= Extract to read =
Salvador Chacón (born September 2, 1984) is a Mexican-American actor, producer and director. He stars as Gerardo Ortiz-Niño in Apple TV's space series For All Mankind. Additionally he's is widely recognized for his role as Pablo in the FX original series Mayans M.C.. He has appeared in Blackish, NCIS and The Chi amongst others. He is a founder and executive producer at Wild Goats Creative and he is part of the director duo "Los Chacon" together with his sibling, photographer Aldo Chacon.

== Early life ==
Salvador Alfonso Gutiérrez Chacón a.k.a. Salvador Chacón was born in Mexico D.F. on September 2, 1984. He grew up between Mexico City and Cuernavaca Morelos and later moved to the U.S. to pursue a Drama degree at The University of Texas Pan-American. After graduating, he worked multiple jobs in film and Television before making the move to Los Angeles to focus on acting.

== Career ==
After moving to Los Angeles, Salvador started to work in advertising and commercials appearing in national and international campaigns for many American brands. He portrayed the spokesperson for Nissan North American Hispanic market. Parallel to his commercial work he began to take roles in short films and web series that eventually led him to land roles in television shows such as NCIS and later Mayans M.C. and The Chi. Alongside his acting career, Chacón works as an Executive Producer for his company Wild Goats Creative.

== Personal life ==
Chacón resides in Los Angeles and often visits and works in Mexico City.

= Task list =
a) According to the Salvador Chacón biography, where did he study for his Drama degree?
b) Duplicate the passage of the Salvador Chacón biography that begins at "Salvador Chacón (born" and stops after "focus on acting.".
The records that come next aren't needed.

= Record set =

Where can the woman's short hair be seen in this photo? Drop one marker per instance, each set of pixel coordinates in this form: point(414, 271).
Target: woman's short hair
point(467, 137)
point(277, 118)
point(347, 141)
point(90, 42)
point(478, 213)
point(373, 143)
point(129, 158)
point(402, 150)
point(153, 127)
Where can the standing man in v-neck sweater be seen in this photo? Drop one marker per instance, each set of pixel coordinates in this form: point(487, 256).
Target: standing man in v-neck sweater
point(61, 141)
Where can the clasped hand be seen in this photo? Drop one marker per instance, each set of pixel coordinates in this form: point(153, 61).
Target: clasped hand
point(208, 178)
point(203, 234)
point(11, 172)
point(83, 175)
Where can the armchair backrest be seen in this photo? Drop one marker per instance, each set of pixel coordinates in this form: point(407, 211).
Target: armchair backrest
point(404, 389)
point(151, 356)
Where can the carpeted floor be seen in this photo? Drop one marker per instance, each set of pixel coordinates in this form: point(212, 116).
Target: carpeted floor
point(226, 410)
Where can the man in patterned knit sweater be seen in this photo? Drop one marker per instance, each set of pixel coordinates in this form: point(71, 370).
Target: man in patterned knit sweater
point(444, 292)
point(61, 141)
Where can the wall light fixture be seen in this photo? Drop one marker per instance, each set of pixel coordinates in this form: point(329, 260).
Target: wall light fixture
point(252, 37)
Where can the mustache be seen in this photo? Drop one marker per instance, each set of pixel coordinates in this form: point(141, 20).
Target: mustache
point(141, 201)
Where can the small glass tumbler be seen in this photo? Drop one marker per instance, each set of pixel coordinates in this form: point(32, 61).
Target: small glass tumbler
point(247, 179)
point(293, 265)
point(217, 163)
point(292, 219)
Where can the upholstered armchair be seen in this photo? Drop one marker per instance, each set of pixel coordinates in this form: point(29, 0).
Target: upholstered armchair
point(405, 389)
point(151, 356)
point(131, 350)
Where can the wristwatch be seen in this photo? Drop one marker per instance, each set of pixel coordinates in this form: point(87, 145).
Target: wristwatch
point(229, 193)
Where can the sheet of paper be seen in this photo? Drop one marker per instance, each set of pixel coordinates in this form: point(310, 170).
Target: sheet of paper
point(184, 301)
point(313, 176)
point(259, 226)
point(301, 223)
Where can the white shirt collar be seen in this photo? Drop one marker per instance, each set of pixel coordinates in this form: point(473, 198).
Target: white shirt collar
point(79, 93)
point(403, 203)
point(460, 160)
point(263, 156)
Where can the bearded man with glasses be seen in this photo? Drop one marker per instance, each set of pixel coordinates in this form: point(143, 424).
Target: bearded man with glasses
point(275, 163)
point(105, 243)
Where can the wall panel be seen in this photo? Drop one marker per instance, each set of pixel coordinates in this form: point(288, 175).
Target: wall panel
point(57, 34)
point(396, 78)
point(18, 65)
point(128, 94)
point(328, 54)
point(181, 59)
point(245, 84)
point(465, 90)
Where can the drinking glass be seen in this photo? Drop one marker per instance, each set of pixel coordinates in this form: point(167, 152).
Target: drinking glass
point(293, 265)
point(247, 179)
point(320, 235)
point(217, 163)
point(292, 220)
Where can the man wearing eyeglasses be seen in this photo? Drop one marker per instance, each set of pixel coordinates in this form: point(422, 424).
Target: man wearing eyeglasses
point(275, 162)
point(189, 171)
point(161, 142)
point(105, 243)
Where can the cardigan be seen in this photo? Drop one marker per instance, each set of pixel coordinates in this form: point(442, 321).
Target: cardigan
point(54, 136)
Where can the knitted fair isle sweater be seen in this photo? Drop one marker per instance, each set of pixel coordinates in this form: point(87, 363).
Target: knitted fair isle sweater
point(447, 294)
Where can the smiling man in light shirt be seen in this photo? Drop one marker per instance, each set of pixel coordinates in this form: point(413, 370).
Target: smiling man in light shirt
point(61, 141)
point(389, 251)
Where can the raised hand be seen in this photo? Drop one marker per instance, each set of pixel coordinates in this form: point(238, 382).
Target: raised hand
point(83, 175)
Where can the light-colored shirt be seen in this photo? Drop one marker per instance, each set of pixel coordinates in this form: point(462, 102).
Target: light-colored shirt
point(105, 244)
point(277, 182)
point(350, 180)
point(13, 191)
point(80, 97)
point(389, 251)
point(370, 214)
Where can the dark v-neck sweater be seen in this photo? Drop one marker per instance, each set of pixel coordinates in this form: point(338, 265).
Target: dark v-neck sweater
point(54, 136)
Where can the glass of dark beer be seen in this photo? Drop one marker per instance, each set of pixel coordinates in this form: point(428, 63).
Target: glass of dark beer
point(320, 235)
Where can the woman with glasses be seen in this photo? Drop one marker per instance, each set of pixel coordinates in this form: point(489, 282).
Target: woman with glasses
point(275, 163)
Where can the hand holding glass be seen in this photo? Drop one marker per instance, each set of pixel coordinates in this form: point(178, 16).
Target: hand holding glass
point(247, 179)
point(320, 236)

= Final answers =
a) The University of Texas Pan-American.

b)
Salvador Chacón (born September 2, 1984) is a Mexican-American actor, producer and director. He stars as Gerardo Ortiz-Niño in Apple TV's space series For All Mankind. Additionally he's is widely recognized for his role as Pablo in the FX original series Mayans M.C.. He has appeared in Blackish, NCIS and The Chi amongst others. He is a founder and executive producer at Wild Goats Creative and he is part of the director duo "Los Chacon" together with his sibling, photographer Aldo Chacon.

== Early life ==
Salvador Alfonso Gutiérrez Chacón a.k.a. Salvador Chacón was born in Mexico D.F. on September 2, 1984. He grew up between Mexico City and Cuernavaca Morelos and later moved to the U.S. to pursue a Drama degree at The University of Texas Pan-American. After graduating, he worked multiple jobs in film and Television before making the move to Los Angeles to focus on acting.